Work task –
Reproduce all of the data exactly. Images are not to appear in the reply.

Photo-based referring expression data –
● ● ●

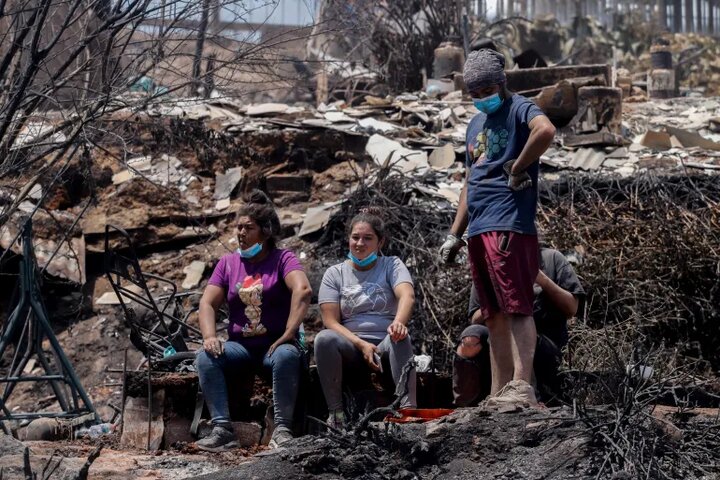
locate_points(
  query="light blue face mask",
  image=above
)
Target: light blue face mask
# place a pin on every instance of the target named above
(365, 261)
(250, 252)
(489, 104)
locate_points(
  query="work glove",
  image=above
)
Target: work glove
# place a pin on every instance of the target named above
(518, 181)
(449, 249)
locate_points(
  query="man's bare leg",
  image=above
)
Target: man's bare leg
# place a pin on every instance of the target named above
(501, 351)
(524, 339)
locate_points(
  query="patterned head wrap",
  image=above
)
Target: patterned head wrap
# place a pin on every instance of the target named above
(483, 68)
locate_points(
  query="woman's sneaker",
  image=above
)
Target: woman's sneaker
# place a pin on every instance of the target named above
(220, 439)
(516, 393)
(280, 435)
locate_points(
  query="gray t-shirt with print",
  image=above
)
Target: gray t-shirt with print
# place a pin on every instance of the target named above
(367, 300)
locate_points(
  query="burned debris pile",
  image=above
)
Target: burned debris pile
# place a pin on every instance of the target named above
(646, 250)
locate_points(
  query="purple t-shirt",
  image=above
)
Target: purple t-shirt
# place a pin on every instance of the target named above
(258, 299)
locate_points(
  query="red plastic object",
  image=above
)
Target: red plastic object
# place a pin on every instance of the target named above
(419, 415)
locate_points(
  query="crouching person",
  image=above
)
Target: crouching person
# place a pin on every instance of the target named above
(557, 295)
(366, 303)
(267, 294)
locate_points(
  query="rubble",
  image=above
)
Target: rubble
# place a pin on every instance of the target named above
(616, 195)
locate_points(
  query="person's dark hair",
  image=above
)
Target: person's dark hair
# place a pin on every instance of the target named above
(373, 217)
(261, 210)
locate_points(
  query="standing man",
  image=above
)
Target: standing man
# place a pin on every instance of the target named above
(497, 207)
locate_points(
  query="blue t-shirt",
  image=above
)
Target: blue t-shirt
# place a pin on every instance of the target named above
(491, 141)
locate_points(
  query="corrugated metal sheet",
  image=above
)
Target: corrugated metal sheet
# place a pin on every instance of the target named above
(587, 159)
(276, 12)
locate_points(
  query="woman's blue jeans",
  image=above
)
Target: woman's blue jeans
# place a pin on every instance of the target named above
(284, 364)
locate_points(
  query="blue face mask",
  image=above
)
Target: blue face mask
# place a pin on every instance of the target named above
(489, 104)
(365, 261)
(250, 252)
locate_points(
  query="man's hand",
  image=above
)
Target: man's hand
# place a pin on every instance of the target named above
(397, 331)
(516, 180)
(285, 338)
(450, 248)
(541, 279)
(213, 346)
(368, 350)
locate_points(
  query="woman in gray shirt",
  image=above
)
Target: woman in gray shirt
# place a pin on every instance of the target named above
(366, 303)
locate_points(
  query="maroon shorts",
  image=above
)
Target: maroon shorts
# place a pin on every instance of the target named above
(504, 267)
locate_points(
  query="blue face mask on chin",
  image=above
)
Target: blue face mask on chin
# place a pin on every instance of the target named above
(489, 104)
(365, 261)
(250, 252)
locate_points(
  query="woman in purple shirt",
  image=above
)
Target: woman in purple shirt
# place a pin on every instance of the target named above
(268, 294)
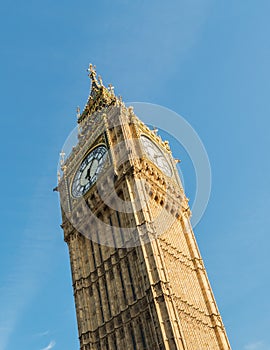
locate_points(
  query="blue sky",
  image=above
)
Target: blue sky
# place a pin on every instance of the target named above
(208, 61)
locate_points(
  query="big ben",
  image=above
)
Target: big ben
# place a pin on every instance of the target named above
(138, 277)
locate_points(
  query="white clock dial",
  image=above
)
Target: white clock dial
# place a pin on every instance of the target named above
(88, 171)
(156, 155)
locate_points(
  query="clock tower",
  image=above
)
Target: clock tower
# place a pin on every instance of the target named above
(138, 277)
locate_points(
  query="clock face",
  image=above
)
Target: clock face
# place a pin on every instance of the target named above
(156, 155)
(88, 171)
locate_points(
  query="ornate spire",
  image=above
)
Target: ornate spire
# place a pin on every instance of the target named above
(100, 96)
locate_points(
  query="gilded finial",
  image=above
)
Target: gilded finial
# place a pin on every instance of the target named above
(62, 157)
(78, 112)
(111, 88)
(92, 74)
(100, 80)
(91, 70)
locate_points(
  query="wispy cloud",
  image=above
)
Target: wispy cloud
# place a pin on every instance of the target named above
(50, 346)
(41, 334)
(255, 346)
(23, 278)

● ● ●

Solution to the exercise –
locate_points(
  query="light blue face mask",
  image=above
)
Target: light blue face mask
# place a pin on every instance of the target named above
(365, 261)
(250, 252)
(489, 104)
locate_points(
  query="work glove",
  image=above
)
Target: work glove
# place a pin on every instance of the target named above
(518, 181)
(449, 249)
locate_points(
  query="man's bare leg",
  image=above
)
Target: man's bare leg
# place a pin on every instance of the target named above
(501, 351)
(524, 339)
locate_points(
  query="patterned head wrap",
  image=above
)
Target: patterned head wrap
# place a pin on every instance of the target named above
(483, 68)
locate_points(
  query="woman's sneaker",
  image=above
)
Target: woman's sneaker
# place a pin on every instance of the target named above
(220, 439)
(516, 393)
(280, 435)
locate_points(
  query="gray t-shirt with print",
  image=above
)
Target: gray t-shirt with print
# place a pin on every instance of the target named above
(367, 300)
locate_points(
  query="burned debris pile",
  image=above
)
Target: burned debris pile
# place a pin on every instance of the target named above
(646, 250)
locate_points(
  query="purple t-shirt",
  image=above
)
Target: purple t-shirt
# place a pin on every instance of the target named above
(258, 299)
locate_points(
  query="red plastic object",
  image=above
)
Target: red plastic object
# place a pin on every instance of the target named above
(419, 415)
locate_points(
  query="crouching person",
  image=above
)
Target: crouching person
# place a pin on every instance of the target named above
(557, 295)
(366, 303)
(267, 294)
locate_points(
  query="rubble",
  image=above
)
Target: rubble
# place a pin on every instance of the target named above
(616, 195)
locate_points(
  query="person's dark hair",
  image=above
)
Target: person's dark hair
# place a pin on every instance of the target named above
(373, 217)
(261, 210)
locate_points(
  query="standing man",
  image=above
)
Target: standing man
# place a pin on every instance of the target named above
(497, 207)
locate_points(
  query="blue t-shirt",
  image=above
)
Target: blue t-shirt
# place a pin on every instance of the target named above
(491, 141)
locate_points(
  query="corrugated metal sheet",
  image=above
)
Target: corrugated metal sheet
# place a pin on every instance of the target named above
(587, 159)
(276, 12)
locate_points(
  query="woman's blue jeans",
  image=above
)
Target: woman's blue jeans
# place a pin on every instance of the target named above
(284, 364)
locate_points(
  query="blue face mask",
  image=above
)
Target: blue face mask
# place a pin on every instance of the target named above
(489, 104)
(365, 261)
(250, 252)
locate_points(
  query="man's hand",
  image=above
)
Target: man's hand
# place a pin on every instance of the target named above
(397, 331)
(516, 180)
(285, 338)
(450, 248)
(541, 279)
(213, 346)
(368, 350)
locate_points(
  query="woman in gray shirt",
  image=above
)
Target: woman in gray shirt
# place a pin on every instance of the target named above
(366, 303)
locate_points(
  query="maroon shorts",
  image=above
)
Target: maroon shorts
# place a pin on every instance of the target named above
(504, 267)
locate_points(
  query="blue face mask on chin",
  image=above
)
Target: blue face mask on chin
# place a pin on every instance of the target named above
(489, 104)
(365, 261)
(250, 252)
locate_points(
  query="woman in purple shirt",
  image=above
)
Target: woman in purple shirt
# place a pin on every instance of the target named above
(268, 294)
locate_points(
  query="blue sky",
  image=above
)
Target: blue sky
# place a pin on every instance of the target named above
(208, 61)
locate_points(
  query="big ben",
  image=above
)
Target: big ben
# place a pin on every instance of the target named above
(138, 277)
locate_points(
  query="white clock dial",
  image=above
)
Target: white clock dial
# place a pin on every instance of the target named above
(88, 171)
(156, 155)
locate_points(
  query="clock tower",
  image=above
)
Target: clock tower
# place a pin on every instance of the target named above
(138, 277)
locate_points(
  query="clock face",
  image=above
)
Target: clock face
# place a pin on every instance of the target named above
(156, 155)
(88, 171)
locate_points(
  query="ornate spire",
  image=above
)
Target: ornate spire
# place a pin on every instance of the target named above
(100, 96)
locate_points(
  query="gilded finial",
  image=above
)
Target: gilded finial
# place a pin on every instance of the target named above
(62, 157)
(78, 112)
(111, 88)
(92, 74)
(100, 80)
(91, 70)
locate_points(
  query="wispy cloud",
  image=above
)
Target: wispy cloud
# place a pin on every instance of the target named above
(50, 346)
(41, 334)
(255, 346)
(23, 278)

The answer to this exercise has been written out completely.